---------- Text ----------
Wait, what kind of cookies are those?
Everyone has that one friend they’ve known for years and still have no idea what they actually do for a living but it’s too late to ask
My hair style can best be described as “Always looks as if I just pulled a sweater over my head.”
We should have burned social media to the ground when they started helping us reconnect with old friends
Russian computer: “Enter password”
Me: “Beef stew”
Russian computer: “Password not stroganoff”
how about a movie where an old man teaches a kid karate with the ulterior motive for him to one day win a car waxing contest
Police Officer: Son I have some terrible news, your father was killed at work today when he fell into the scissor machine.
Dwayne Johnson: *grits teeth* …I will dedicate my life to avenging him!
The irish goodbye: leave without telling anyone
The Midwest goodbye: stand around for 4-8 more hours saying goodbye to the entire party
Kidnapping is a dumb crime because you’re literally forcing yourself to hang out with someone
[i see a hot girl walking her dog]
me: hi, can i ask you a question?
her: hi, uh, sure
me: i was talking to your dog
her: oh haha ok
me: *crouches down* hey buddy, your owner is hot, can you put in a good word for me
The pitter patter of little feet is one of the most joyful sounds in the world…
…unless it’s 3am…
…and it’s coming from your roof.
You can’t judge a book by its cover! That only works with people.
[At gym]
*steps onto treadmill*
Fitbit: Whoa, girl, you sure about this?
If all your friends jumped off a bridge, would you Instagram it?
My wife sent me an image of herself which really enticed me into coming home from work early.
---------- Data shown ----------
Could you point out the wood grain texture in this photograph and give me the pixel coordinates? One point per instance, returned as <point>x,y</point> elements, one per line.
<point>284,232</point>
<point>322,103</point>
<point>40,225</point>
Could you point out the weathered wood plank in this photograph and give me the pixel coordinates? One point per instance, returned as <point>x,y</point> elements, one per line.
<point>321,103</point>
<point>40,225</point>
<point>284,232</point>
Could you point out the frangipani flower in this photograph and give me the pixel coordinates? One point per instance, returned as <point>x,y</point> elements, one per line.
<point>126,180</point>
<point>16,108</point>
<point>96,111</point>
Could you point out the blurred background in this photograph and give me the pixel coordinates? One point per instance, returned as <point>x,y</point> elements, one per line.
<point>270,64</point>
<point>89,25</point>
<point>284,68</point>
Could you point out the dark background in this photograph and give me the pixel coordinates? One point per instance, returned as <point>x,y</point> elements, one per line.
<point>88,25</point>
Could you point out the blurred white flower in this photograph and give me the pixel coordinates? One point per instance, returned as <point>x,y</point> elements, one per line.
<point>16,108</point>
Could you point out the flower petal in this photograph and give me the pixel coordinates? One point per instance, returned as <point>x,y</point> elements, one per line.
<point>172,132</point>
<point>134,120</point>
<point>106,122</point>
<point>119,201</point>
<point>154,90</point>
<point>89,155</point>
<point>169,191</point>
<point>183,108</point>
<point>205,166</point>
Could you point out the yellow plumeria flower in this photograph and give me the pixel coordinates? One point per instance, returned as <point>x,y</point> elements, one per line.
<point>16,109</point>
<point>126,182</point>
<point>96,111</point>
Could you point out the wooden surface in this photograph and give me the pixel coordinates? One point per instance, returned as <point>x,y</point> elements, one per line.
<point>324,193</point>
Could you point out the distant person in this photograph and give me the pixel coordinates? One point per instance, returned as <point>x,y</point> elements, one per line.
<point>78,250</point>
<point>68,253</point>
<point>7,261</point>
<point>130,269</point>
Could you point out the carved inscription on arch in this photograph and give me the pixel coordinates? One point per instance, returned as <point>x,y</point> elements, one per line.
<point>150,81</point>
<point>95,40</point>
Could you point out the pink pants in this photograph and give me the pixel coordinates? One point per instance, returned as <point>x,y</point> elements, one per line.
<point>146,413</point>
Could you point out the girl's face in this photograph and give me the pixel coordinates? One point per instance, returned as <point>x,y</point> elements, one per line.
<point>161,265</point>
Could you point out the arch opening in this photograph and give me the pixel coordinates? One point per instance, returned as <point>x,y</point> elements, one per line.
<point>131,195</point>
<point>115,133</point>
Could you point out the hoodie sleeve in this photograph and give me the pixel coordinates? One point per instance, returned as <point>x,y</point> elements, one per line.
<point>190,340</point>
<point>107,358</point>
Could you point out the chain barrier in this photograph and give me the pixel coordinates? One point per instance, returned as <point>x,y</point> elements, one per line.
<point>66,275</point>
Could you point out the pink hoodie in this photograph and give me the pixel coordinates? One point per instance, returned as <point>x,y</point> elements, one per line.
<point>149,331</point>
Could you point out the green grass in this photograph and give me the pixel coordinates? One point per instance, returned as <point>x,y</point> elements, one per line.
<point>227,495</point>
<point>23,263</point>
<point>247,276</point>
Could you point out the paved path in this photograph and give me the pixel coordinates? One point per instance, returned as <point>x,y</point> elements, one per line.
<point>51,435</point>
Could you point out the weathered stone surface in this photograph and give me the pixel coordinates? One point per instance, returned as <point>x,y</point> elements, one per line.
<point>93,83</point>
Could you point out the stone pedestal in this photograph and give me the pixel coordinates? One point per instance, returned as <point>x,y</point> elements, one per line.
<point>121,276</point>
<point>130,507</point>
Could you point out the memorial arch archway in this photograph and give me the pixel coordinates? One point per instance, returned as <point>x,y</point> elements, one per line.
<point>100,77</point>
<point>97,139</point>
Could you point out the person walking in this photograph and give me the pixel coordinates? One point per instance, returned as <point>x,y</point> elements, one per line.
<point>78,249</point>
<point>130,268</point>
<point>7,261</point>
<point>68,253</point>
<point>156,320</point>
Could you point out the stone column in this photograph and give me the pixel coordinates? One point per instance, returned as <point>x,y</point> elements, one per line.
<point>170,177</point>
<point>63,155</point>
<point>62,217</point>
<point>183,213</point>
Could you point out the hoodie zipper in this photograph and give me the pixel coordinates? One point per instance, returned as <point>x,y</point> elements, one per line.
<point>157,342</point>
----------
---------- Data shown ----------
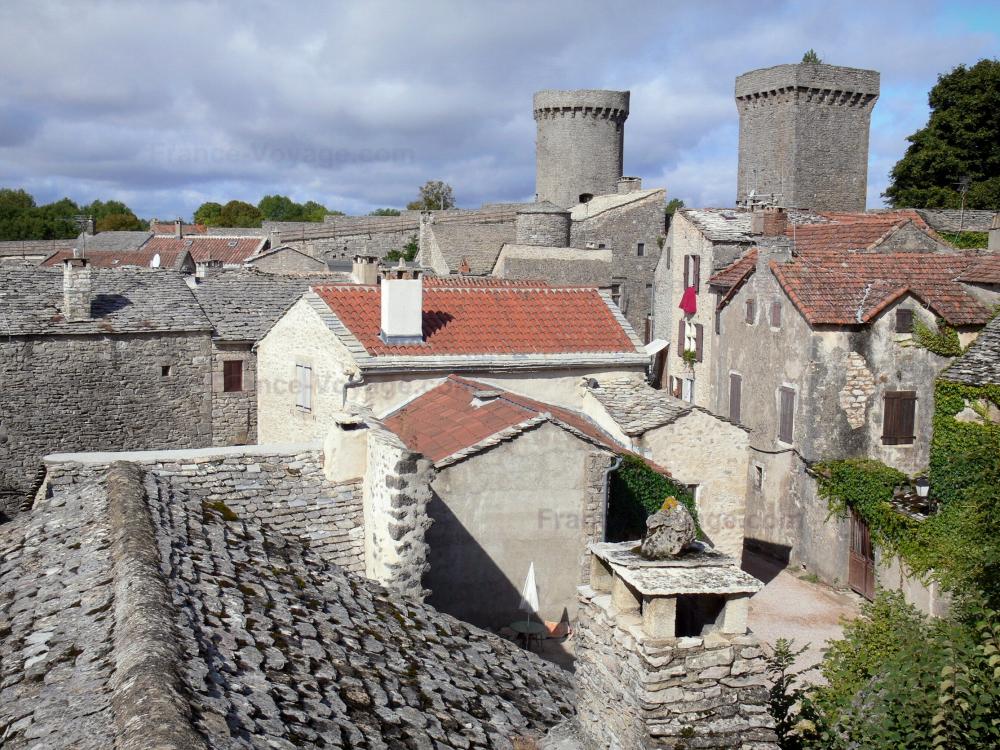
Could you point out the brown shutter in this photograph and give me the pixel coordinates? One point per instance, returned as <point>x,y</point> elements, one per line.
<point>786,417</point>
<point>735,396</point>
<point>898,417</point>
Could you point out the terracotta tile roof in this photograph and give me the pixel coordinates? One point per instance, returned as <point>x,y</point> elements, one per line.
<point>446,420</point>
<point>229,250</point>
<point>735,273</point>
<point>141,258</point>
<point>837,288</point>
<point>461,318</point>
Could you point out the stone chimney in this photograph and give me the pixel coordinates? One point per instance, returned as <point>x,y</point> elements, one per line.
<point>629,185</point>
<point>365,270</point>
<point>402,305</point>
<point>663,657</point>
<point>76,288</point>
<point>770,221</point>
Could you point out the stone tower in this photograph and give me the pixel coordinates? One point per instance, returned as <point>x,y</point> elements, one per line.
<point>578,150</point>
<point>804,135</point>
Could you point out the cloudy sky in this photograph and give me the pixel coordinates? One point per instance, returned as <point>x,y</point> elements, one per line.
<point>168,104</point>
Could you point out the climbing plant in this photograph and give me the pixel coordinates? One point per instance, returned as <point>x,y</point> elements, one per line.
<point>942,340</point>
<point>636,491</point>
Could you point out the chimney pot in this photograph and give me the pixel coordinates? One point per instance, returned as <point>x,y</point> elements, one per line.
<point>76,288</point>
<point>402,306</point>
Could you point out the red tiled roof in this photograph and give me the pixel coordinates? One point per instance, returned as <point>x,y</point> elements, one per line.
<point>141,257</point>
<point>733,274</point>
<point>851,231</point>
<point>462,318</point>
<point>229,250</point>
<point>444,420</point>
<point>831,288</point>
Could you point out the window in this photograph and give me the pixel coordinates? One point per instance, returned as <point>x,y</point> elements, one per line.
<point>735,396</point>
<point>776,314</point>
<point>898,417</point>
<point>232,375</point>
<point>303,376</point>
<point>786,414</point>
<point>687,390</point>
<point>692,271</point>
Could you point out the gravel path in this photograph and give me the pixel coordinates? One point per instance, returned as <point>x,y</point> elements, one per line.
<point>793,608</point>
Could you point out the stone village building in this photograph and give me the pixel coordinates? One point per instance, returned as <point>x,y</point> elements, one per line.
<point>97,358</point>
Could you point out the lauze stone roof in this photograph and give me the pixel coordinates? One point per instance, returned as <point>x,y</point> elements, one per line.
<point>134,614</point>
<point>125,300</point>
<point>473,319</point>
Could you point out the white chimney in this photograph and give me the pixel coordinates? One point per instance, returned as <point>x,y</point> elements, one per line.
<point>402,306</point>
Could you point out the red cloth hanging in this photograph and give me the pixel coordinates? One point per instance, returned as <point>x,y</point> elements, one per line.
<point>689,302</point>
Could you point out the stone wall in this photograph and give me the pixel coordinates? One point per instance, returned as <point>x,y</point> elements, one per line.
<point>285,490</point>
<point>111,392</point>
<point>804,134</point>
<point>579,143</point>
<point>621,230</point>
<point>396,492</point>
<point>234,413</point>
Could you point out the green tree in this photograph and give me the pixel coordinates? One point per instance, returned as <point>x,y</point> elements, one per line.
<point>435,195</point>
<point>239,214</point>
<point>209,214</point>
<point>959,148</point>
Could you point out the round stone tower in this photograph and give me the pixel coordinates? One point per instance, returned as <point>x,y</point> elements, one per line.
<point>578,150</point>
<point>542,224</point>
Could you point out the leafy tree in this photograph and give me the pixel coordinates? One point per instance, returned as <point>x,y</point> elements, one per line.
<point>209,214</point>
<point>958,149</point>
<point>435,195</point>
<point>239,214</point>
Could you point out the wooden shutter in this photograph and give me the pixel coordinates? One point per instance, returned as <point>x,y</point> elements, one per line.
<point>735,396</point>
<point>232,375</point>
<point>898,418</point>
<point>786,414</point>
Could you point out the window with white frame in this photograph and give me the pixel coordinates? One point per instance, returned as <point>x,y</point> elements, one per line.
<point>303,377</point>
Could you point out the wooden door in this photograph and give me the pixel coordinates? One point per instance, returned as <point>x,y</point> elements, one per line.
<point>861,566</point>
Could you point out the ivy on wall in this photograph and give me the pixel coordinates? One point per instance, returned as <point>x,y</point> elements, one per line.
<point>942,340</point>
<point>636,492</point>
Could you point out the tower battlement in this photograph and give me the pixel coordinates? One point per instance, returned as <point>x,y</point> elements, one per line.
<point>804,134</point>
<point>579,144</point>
----------
---------- Data shown ----------
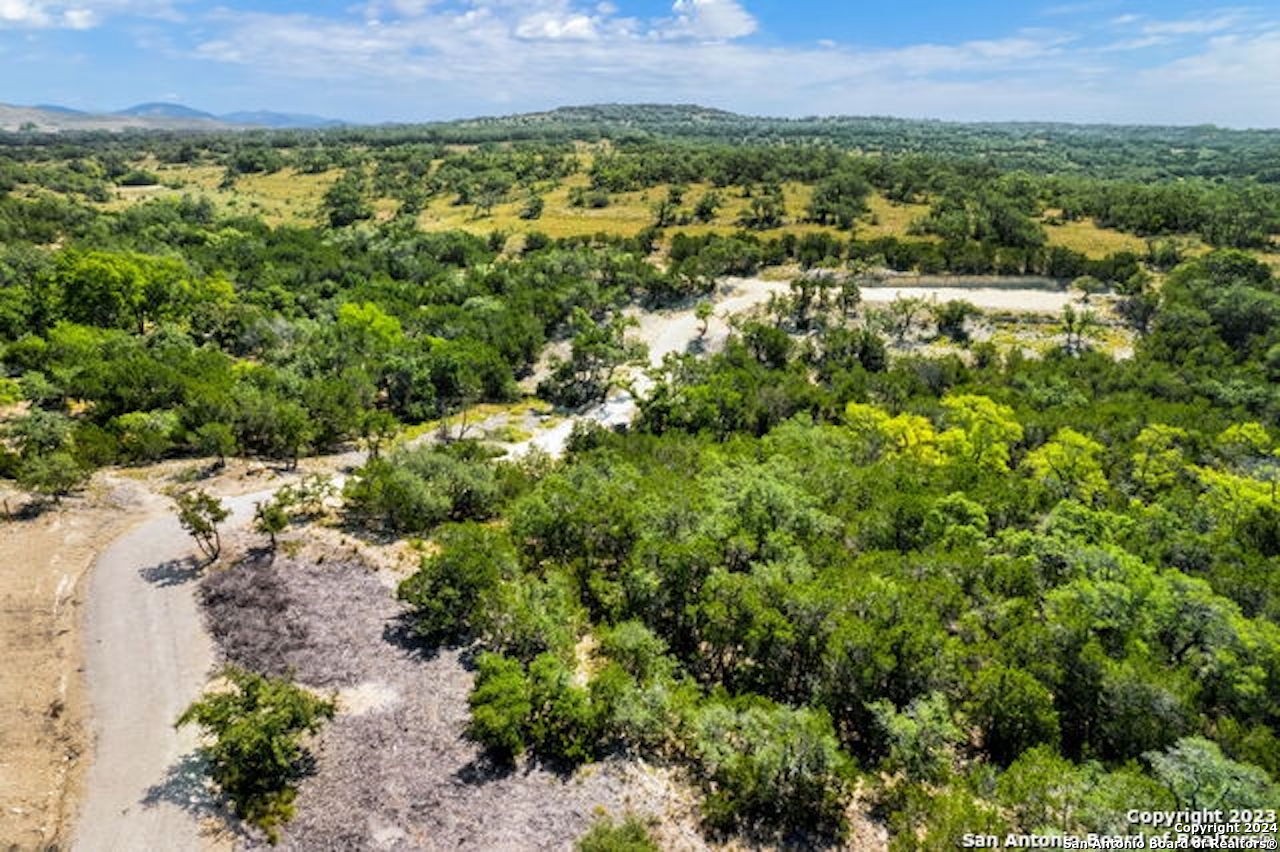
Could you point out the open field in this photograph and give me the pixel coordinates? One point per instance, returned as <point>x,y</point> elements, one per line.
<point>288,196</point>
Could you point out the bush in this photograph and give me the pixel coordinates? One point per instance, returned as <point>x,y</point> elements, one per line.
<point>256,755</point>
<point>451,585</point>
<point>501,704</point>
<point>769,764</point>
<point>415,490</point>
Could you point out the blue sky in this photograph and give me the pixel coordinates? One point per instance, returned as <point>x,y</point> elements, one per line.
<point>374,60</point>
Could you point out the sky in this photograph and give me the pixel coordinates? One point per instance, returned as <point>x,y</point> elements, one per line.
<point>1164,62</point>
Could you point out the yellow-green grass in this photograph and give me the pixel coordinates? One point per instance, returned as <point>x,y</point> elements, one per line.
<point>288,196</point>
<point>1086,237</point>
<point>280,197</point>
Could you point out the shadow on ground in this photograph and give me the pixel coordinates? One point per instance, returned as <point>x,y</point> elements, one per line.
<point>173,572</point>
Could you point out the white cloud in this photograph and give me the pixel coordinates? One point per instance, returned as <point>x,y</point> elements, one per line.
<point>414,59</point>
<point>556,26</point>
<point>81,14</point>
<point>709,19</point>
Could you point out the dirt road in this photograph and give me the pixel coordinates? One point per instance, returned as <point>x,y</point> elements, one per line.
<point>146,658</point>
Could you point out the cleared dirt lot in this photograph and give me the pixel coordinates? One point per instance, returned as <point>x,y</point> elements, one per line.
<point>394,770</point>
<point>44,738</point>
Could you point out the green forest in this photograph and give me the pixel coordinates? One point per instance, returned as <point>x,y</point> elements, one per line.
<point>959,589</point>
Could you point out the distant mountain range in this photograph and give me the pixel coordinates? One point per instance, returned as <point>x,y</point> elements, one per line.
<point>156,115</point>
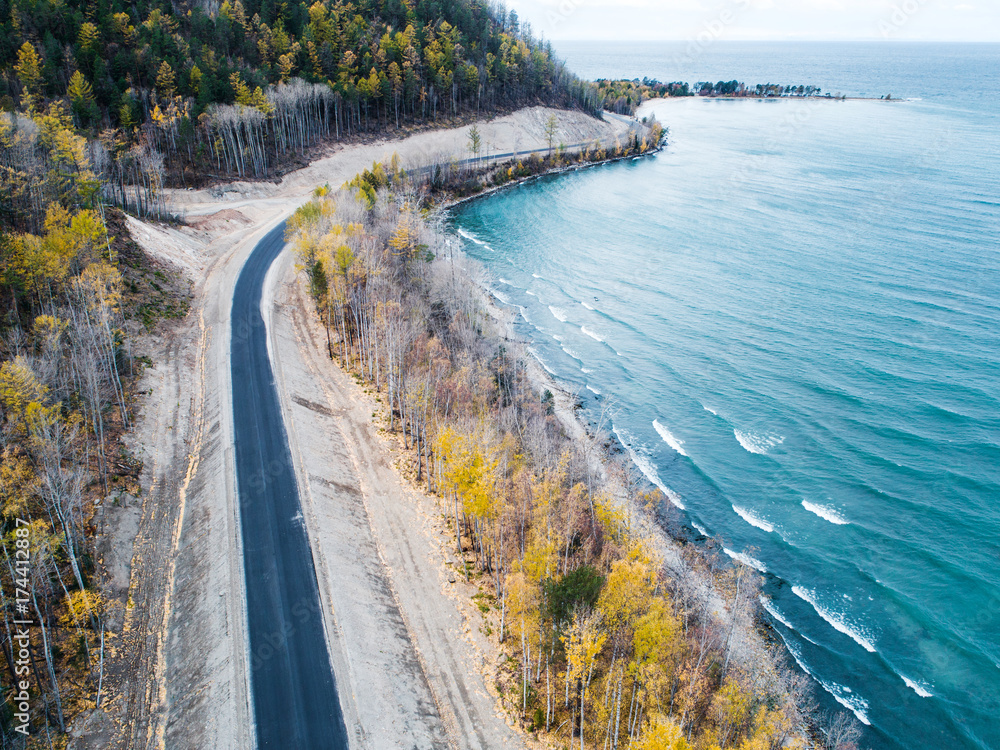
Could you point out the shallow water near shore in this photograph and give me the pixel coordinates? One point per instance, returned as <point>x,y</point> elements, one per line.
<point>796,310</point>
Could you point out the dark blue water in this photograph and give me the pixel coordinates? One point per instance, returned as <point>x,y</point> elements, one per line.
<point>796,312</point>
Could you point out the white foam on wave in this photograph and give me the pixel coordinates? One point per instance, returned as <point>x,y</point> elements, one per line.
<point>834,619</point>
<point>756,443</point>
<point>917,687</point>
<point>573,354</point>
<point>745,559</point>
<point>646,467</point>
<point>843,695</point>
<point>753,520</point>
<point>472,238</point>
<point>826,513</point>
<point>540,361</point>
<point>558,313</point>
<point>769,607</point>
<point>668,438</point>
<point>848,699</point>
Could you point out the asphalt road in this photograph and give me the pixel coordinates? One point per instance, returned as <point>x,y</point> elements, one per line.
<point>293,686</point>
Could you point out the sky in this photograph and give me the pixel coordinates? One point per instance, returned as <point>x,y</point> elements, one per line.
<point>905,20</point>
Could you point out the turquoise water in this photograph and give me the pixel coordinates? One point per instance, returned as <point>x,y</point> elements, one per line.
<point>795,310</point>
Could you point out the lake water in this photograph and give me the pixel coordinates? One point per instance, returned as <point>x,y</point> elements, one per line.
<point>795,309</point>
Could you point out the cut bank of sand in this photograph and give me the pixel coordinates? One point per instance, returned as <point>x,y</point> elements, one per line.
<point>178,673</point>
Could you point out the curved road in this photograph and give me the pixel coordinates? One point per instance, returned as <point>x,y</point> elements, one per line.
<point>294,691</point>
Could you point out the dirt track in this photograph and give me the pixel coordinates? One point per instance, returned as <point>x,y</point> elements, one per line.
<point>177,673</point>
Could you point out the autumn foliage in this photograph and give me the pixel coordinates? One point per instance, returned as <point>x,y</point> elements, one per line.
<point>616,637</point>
----------
# Exercises
1 > Please repeat the part of the joke list that opens with the words containing "how about a" and closes with "you a question?", copying it word for word.
2 > Extend the joke list above, picking up after its final line.

# Solved tasks
1 >
how about a movie where an old man teaches a kid karate with the ulterior motive for him to one day win a car waxing contest
Police Officer: Son I have some terrible news, your father was killed at work today when he fell into the scissor machine.
Dwayne Johnson: *grits teeth* …I will dedicate my life to avenging him!
The irish goodbye: leave without telling anyone
The Midwest goodbye: stand around for 4-8 more hours saying goodbye to the entire party
Kidnapping is a dumb crime because you’re literally forcing yourself to hang out with someone
[i see a hot girl walking her dog]
me: hi, can i ask you a question?

2 >
It was a picture of her at the airport.
why tf did we learn state capitals?? when has anyone ever “topeka is the capital of kansas”’d their way out of a real problem
me: I pour my blood, sweat, and tears into every dish
health inspector: so you see why this is happening
I hate when my kids ask me impossible questions like: What day is it?
Heath: I’m Heath
Heather: I’m Heather
Me, competitive: I’m Heathest
If you look in your bathroom mirror & say “Donald Trump” 3 times, the hair in your shower drain rises up & starts yelling racist slurs.
interviewer: describe yourself
me: you know the urge to awkwardly hobble-run across the road when someone lets you cross? i am basically that energy manifested into an entire person
interviewer: ok
PREACHER: any prayer requests?
3 DUCKS IN A TRENCHCOAT (from the last pew): do the one about our daily bread
My daughter forgot to bring her lunch to school today. It was delicious.
DAD: You’re adapted.
SCREENPLAY: What?!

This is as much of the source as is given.